▶ **Requirements**
Report every line of the listing that contains the string "leaf", copying each line in full. Matching is case-sensitive.

[Begin Records for this exercise]

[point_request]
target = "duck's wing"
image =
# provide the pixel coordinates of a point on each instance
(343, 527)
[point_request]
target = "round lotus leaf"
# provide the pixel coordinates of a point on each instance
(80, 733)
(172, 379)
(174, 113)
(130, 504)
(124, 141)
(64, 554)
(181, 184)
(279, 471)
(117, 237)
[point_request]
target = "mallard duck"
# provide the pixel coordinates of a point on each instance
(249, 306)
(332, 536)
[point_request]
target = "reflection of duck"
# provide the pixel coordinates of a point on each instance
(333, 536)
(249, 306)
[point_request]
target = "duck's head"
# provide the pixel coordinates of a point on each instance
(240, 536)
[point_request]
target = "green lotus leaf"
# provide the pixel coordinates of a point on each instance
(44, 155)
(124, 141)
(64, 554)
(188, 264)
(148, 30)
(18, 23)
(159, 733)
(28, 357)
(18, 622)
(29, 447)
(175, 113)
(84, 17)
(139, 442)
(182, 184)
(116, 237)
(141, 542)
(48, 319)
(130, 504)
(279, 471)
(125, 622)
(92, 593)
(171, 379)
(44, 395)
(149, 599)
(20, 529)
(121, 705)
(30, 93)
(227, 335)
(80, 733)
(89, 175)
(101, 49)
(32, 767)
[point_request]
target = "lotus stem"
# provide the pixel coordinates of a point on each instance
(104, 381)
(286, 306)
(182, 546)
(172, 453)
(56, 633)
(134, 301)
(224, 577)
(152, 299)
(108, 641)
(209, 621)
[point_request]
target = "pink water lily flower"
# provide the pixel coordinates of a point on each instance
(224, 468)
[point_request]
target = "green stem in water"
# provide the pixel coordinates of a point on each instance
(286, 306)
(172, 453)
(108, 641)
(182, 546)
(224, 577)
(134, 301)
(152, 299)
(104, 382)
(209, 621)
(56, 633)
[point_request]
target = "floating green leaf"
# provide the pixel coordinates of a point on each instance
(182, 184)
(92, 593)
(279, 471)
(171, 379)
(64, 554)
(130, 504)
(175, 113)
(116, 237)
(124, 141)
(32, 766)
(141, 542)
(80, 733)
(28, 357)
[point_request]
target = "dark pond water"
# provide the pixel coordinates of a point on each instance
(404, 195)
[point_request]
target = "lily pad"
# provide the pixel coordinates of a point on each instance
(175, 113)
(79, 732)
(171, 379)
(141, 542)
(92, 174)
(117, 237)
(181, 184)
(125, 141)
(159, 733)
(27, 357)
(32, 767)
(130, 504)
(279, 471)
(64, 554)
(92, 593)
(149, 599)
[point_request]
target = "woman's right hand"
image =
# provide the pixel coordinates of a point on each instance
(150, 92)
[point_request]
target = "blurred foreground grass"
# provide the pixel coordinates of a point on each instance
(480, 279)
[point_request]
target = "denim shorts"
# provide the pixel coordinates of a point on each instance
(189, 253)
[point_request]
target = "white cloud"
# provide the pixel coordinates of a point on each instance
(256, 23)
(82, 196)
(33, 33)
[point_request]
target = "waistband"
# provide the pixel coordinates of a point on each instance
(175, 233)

[End Records for this exercise]

▶ **Result of this task**
target = "round lotus leaf"
target = "green lotus leaf"
target = "floating green leaf"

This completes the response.